Top of Exercise passage
In media and communications as well as other disciplines, the emphasis is increasingly upon “skills” to the extent that in Britain we now have a Secretary of State for “Innovation, Universities and Skills” and I can see the word “universities” being removed in the non-too-distant future!!
The banal is not neutral, it is indeed a powerful political force. I use this term to refer to excessively formulaic media content whether news reporting or entertainment – and, in fact, the increasing conflation of the two so that entertainment values have now infiltrated what used to be classed as a “discourse of sobriety” – politics and serious debate. So now we have celebrity news presenters, personalized news stories and a mestastic growth of glib images to accompany and distort TV news. Once in a while this banal frame of reference is shattered by traumatic events such as 9-11 and Hurricane Katrina, but all too quickly, the dead hand of banality soon strikers viewers back into a torpor!
Are you reading certain writers “against the grain” – how do you justify this?
Walter Benjamin and Marshall McLuhan are not normally considered to be “critical” writers, but I argue in the book that in the writings of both you can find key critical concepts that tend to be passed over by the dominance of the “happy clappy” perspective in media and cultural theory. Reading them against the grain thus serves two main purposes: i) it draws out the critical potential that resides in these works, despite their author’s avowed intentions ii) it corrects the further tendency of cultural populists to dampen down those critical aspects that were intended by the original authors. For example, in various parts of his work, McLuhan is deeply critical of media culture (and examples are given in the book) but you would struggle to realize this if you relied upon the co-optation of McLuhan by various uncritical writers.
Bottom of Exercise passage
Top of Source material
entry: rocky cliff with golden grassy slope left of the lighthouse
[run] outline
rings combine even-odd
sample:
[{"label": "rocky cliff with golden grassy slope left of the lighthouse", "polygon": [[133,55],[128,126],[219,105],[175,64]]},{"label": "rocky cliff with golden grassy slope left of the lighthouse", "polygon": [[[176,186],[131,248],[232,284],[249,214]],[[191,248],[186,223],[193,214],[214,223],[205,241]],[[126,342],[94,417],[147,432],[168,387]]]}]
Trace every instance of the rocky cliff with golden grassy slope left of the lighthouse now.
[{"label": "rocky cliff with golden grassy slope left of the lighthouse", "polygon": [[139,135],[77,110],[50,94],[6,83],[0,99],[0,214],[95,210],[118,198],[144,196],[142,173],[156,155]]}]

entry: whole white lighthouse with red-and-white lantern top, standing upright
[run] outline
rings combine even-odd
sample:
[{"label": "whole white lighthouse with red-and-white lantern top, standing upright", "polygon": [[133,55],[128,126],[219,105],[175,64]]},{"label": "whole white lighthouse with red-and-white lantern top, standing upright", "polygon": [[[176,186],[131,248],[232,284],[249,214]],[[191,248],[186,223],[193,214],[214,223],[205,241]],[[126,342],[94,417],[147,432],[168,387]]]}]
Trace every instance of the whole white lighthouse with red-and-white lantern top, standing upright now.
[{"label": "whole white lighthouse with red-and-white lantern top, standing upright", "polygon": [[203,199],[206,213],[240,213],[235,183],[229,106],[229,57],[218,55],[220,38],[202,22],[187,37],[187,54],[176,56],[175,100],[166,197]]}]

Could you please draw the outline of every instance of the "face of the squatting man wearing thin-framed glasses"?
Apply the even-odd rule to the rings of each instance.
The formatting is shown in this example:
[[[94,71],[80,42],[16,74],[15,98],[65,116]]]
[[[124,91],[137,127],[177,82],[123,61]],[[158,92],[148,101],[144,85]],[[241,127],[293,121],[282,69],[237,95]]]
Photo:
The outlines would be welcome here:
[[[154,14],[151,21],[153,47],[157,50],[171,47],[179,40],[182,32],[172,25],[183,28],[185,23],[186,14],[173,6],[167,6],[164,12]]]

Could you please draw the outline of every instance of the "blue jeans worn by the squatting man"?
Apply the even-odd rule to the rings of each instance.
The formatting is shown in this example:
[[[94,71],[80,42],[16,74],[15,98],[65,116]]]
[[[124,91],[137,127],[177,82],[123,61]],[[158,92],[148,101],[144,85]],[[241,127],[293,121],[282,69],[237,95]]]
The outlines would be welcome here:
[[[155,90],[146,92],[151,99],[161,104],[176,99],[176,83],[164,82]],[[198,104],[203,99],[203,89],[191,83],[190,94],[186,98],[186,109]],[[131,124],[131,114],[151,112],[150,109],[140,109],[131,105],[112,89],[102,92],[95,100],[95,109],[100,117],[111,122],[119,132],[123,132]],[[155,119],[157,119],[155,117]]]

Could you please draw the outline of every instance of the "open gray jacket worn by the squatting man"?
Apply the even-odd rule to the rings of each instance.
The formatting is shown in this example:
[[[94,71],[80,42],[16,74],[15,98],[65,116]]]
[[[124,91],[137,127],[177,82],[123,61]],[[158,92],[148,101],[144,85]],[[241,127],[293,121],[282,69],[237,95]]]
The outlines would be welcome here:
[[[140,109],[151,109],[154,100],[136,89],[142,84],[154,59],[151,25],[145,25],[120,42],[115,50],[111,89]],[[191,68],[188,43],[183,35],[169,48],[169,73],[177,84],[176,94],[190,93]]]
Bottom of Source material
Top of Source material
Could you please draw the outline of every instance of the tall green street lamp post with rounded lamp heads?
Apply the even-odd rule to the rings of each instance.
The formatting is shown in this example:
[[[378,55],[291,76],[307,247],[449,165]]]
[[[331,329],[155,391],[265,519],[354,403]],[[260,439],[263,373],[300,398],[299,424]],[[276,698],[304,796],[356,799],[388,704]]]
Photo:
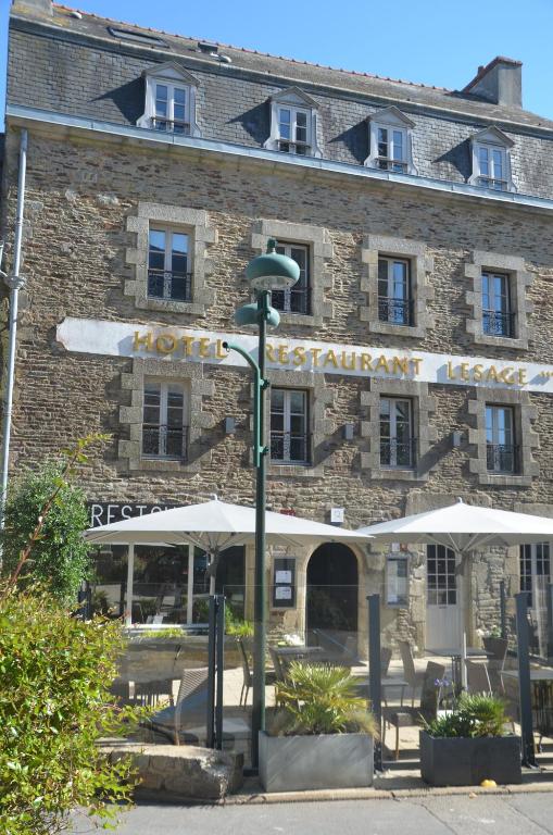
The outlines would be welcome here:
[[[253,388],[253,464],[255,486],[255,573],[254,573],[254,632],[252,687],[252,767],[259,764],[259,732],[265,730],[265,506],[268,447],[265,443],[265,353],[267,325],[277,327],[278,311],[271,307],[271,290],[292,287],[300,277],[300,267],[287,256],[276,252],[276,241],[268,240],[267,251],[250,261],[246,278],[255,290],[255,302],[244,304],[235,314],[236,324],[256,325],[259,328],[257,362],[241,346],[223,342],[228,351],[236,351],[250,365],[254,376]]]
Bottom of Source material
Apply what you read -
A. Translate this sentence from the interview about critical media theory into Spanish: "The banal is not neutral, it is indeed a powerful political force."
B. Write the next paragraph of the interview about critical media theory, picking up after its final sentence.

Your written answers -
A. Lo banal no es neutral; es, de hecho, una poderosa fuerza política.

B.
What is the significance of the “then” critical theories to the contemporary age. Do you think students/academics struggle to see the relevance of past thinkers? Could you illustrate with examples?
Capitalism has a tendency to constantly re-invent the wheel, how else do you keep selling essentially the same things time after time? Likewise, there is a risk that we overlook the insights of past thinkers in our search for constant theoretical novelty. If it isn’t broken why try to fix it? So I suggest that past critical thinkers have often outlined the basic problems we face with great insight and often with far more interesting modes of expression than current writers (there was a European humanist tradition of great writing that has diminished in less purely literary eras dominated by more diverse forms of media. The example I would give of this would be the work of people like Adorno, who, when you read his work provides numerous prescient critiques of such phenomena as Pop Idol. Similarly, Guy Debord’s scathing account of the society of the spectacle could hardly be more relevant to today’s political events.
Think of the conflict in Iraq and the key moments defined misleadingly by images – the pulling down of Saddam’s statue etc., when in fact the invasion was only the beginning of a whole new series of military problems. Adorno, Debord et al, serve to remind us that the basic problems we face in our sophisticated media age may have evolved from the days in which they wrote, but their essence is the same and they still provide an immensely important and valuable critique.
How would you answer the charge that this book is a deeply pessimistic one?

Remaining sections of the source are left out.